*** Block opens ***

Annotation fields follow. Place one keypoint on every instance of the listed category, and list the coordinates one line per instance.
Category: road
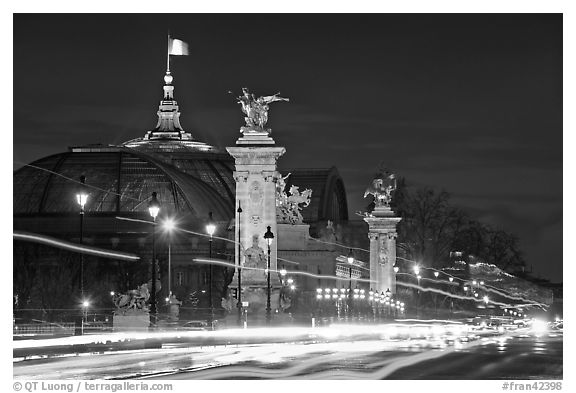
(332, 355)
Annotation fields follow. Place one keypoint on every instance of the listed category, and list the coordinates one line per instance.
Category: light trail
(65, 245)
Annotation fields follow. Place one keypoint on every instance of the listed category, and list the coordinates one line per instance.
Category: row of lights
(512, 312)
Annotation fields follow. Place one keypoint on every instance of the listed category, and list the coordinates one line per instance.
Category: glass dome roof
(121, 179)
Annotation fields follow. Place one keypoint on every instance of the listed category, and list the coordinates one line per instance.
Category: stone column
(382, 233)
(256, 158)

*** Block closes ***

■ WHAT TO PRODUCE: Would you transcribe the listing above line by line, exactly, leaving every picture out?

■ ANSWER SECTION:
Annotation fields follow. Place one keypoint on every instance of the listed category, and list the coordinates one line per instance.
Category: road
(332, 355)
Annotation fields follow. Place one keypoint on every instance of the listed category, and list the coordinates one line per instance.
Category: light trail
(65, 245)
Annotation fields follow. Place one keypoint on every instance of the listed category, and list the coordinates one line per instance.
Category: row of lights
(512, 312)
Annotation fields follow. Place one keypoint on every instance of the listed category, and list the coordinates one line per instance.
Category: glass dome roof
(121, 179)
Annotation fields follow. Place one keypoint on every instance of the listed category, and list the coordinates one line per instance.
Category: stone column
(382, 233)
(256, 158)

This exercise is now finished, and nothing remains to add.